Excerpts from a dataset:
§

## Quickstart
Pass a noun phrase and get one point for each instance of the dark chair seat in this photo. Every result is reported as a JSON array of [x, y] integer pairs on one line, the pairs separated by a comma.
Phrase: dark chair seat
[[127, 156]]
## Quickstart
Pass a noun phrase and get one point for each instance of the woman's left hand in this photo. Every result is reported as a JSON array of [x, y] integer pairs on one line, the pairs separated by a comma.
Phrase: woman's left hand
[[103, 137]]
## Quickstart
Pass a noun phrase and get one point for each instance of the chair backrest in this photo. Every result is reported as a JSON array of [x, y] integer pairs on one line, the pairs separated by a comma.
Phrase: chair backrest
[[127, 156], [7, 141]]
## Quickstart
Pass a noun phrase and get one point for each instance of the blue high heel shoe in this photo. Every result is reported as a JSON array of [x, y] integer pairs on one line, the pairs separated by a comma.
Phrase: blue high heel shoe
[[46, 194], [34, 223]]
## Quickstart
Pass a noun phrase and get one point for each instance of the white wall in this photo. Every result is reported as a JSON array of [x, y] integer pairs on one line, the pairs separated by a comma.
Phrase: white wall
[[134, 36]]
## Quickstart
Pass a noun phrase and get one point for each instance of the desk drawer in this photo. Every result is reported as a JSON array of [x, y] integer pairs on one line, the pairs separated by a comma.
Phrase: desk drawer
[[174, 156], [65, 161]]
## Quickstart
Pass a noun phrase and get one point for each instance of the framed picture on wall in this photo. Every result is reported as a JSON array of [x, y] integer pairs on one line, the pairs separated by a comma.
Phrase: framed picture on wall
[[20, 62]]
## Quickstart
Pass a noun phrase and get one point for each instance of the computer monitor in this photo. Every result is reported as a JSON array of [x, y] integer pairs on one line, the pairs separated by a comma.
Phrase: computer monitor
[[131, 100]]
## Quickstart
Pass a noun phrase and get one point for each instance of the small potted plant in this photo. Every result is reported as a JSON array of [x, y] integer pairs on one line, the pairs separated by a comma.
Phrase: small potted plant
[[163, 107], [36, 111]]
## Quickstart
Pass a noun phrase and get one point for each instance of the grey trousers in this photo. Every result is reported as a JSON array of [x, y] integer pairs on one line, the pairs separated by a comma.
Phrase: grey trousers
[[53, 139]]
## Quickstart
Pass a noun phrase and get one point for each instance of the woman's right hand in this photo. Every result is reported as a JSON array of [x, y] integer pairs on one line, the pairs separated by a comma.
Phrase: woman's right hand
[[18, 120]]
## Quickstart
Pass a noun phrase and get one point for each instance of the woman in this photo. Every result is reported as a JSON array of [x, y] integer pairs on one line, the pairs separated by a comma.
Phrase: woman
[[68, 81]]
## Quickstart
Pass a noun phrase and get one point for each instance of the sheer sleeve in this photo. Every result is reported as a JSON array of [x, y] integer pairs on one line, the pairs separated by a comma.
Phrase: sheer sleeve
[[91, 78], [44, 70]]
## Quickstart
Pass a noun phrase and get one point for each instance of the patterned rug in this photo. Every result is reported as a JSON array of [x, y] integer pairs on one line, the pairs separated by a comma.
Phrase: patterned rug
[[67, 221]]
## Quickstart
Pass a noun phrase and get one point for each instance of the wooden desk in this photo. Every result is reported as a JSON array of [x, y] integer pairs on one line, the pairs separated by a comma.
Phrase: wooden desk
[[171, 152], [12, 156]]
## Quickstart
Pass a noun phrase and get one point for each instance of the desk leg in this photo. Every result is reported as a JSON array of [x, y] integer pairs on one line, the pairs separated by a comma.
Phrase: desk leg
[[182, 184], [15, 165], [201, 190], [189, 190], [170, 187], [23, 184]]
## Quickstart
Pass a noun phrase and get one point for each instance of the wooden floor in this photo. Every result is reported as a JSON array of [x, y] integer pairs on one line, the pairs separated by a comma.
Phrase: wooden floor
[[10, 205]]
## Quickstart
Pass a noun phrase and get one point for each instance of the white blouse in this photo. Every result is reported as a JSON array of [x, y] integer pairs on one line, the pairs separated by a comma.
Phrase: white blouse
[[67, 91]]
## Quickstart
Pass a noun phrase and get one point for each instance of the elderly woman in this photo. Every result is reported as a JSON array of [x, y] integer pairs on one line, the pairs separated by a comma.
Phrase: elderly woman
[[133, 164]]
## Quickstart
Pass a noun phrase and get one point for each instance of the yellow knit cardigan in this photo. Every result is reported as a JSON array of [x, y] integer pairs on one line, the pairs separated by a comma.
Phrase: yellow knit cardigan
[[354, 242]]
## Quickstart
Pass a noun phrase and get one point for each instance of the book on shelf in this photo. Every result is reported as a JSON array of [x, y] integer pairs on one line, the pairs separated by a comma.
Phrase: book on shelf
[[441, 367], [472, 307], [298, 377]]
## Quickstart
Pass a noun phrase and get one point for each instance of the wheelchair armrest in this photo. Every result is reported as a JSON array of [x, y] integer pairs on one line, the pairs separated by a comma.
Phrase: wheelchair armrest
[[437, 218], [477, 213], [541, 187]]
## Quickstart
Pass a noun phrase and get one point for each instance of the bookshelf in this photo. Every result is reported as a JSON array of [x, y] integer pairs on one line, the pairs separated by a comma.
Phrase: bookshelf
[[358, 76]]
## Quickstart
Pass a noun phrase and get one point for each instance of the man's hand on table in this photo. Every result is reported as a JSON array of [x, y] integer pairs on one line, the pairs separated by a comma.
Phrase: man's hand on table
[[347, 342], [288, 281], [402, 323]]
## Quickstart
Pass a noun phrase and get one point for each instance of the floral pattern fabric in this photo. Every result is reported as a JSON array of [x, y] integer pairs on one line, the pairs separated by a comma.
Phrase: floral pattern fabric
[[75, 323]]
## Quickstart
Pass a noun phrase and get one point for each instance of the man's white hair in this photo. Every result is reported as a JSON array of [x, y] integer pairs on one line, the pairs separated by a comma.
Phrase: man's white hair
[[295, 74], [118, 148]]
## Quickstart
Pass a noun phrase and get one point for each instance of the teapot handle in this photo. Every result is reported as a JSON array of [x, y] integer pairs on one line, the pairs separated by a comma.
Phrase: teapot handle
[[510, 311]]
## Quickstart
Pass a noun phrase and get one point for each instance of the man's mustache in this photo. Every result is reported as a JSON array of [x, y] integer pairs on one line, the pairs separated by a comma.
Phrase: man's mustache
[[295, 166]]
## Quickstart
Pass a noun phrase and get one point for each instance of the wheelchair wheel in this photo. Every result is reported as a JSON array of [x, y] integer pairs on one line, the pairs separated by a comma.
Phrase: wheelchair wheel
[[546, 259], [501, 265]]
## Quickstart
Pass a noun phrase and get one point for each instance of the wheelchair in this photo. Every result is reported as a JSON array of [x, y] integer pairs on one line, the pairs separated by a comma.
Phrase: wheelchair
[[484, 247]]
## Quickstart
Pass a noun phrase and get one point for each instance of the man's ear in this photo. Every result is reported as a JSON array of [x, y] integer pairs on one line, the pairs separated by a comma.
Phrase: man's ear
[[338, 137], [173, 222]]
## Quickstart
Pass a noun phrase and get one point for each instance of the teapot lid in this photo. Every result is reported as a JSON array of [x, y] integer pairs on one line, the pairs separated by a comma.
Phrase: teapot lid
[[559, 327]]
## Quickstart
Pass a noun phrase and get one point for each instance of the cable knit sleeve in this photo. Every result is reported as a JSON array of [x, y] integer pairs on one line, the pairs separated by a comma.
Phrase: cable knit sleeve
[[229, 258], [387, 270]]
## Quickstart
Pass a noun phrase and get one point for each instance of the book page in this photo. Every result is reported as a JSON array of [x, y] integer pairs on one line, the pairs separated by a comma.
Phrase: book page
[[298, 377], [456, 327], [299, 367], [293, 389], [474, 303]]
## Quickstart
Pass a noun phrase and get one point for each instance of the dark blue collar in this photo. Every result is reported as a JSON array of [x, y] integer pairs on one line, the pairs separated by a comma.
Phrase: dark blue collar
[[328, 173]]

§

What is needed:
Write out again only the lines from the one with "Phrase: cable knit sleeve" through the last line of the records above. Keep every word as it stands.

Reply:
Phrase: cable knit sleeve
[[229, 258], [387, 270]]
## Quickstart
Pass a noun phrase and get one point for each instance of the book page in this photo. Every result is reported as a JSON array of [x, y] integer pairs on one line, the pairs separated by a comma.
Phrase: book page
[[298, 377], [456, 327], [299, 367], [293, 389], [474, 303]]
## Quickstart
Pass a noun phrase and get one point for each instance of the dark blue collar in this photo. Every result is reported as a JSON array of [x, y] integer pairs on one line, the pairs separated by a comma.
Phrase: dark blue collar
[[328, 173]]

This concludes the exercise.